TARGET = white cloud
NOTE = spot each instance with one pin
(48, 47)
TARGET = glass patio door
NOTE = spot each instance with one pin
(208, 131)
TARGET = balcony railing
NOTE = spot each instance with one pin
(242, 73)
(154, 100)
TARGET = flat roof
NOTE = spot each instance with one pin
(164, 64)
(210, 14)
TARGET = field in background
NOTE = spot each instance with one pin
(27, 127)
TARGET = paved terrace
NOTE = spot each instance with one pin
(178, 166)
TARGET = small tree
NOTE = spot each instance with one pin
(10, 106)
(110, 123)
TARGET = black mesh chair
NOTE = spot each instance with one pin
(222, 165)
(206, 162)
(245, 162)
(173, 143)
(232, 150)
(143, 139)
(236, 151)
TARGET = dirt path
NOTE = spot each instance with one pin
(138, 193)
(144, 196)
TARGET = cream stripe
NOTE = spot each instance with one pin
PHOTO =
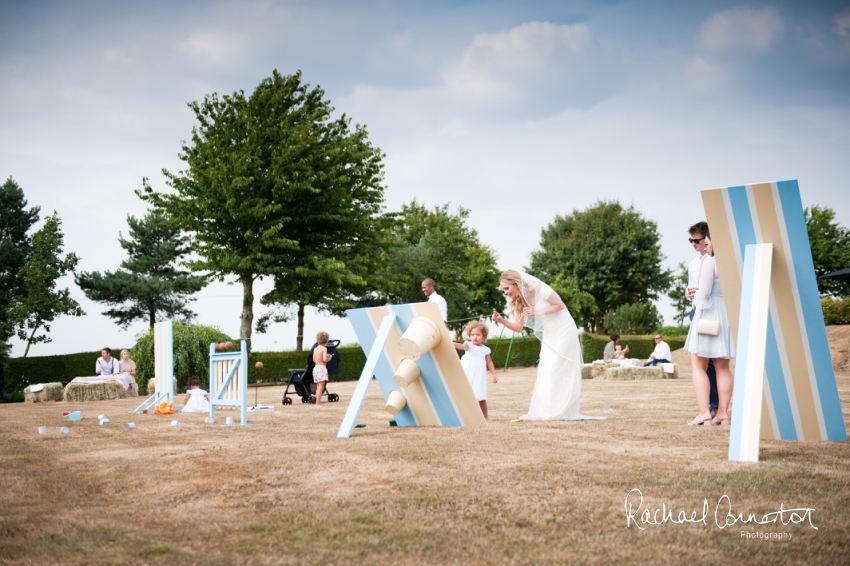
(451, 372)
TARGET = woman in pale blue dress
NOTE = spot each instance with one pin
(710, 306)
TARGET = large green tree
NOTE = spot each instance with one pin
(610, 252)
(439, 245)
(149, 281)
(678, 295)
(830, 244)
(41, 302)
(257, 166)
(15, 248)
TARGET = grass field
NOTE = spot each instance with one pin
(290, 492)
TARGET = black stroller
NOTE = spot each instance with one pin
(302, 378)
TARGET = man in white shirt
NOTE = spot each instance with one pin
(698, 233)
(661, 354)
(428, 288)
(106, 364)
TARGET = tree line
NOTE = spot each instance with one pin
(275, 186)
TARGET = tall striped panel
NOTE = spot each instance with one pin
(229, 380)
(442, 396)
(164, 358)
(800, 392)
(752, 343)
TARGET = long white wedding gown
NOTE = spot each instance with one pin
(557, 391)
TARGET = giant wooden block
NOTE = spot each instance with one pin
(441, 396)
(800, 400)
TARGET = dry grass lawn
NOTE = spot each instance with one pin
(290, 492)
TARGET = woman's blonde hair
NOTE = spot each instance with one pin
(516, 303)
(473, 324)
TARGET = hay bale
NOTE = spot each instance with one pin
(49, 392)
(597, 371)
(632, 373)
(152, 386)
(94, 391)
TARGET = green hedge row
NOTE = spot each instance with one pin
(524, 352)
(640, 347)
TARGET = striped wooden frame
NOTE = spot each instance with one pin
(800, 399)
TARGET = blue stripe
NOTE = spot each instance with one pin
(362, 323)
(778, 387)
(743, 351)
(773, 368)
(434, 387)
(801, 257)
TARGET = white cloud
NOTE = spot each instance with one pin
(211, 48)
(503, 66)
(754, 29)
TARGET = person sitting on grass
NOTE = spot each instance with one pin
(197, 400)
(320, 370)
(661, 354)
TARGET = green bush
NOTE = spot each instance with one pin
(835, 311)
(634, 318)
(191, 353)
(640, 347)
(22, 372)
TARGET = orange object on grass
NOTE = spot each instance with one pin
(164, 409)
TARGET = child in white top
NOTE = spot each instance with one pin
(197, 400)
(476, 361)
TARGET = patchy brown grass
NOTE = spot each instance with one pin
(290, 492)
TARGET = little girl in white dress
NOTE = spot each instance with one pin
(476, 361)
(197, 400)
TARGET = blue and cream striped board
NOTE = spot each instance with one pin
(164, 358)
(443, 396)
(752, 342)
(800, 400)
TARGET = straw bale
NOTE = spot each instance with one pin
(94, 391)
(597, 371)
(152, 386)
(632, 373)
(51, 392)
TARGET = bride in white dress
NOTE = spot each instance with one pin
(557, 391)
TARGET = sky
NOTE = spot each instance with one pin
(517, 111)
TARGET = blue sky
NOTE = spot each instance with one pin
(516, 110)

------------------------------

- Your goal:
Revise the data from the line containing "TARGET = sky" through the final line, substituting "marker" for every occurrence of "pin" and leaving everything else as it stands. Give only those revised lines.

- Full output:
TARGET = sky
NOTE = spot each instance with one marker
(517, 111)
TARGET = blue sky
NOTE = spot each instance with one marker
(516, 110)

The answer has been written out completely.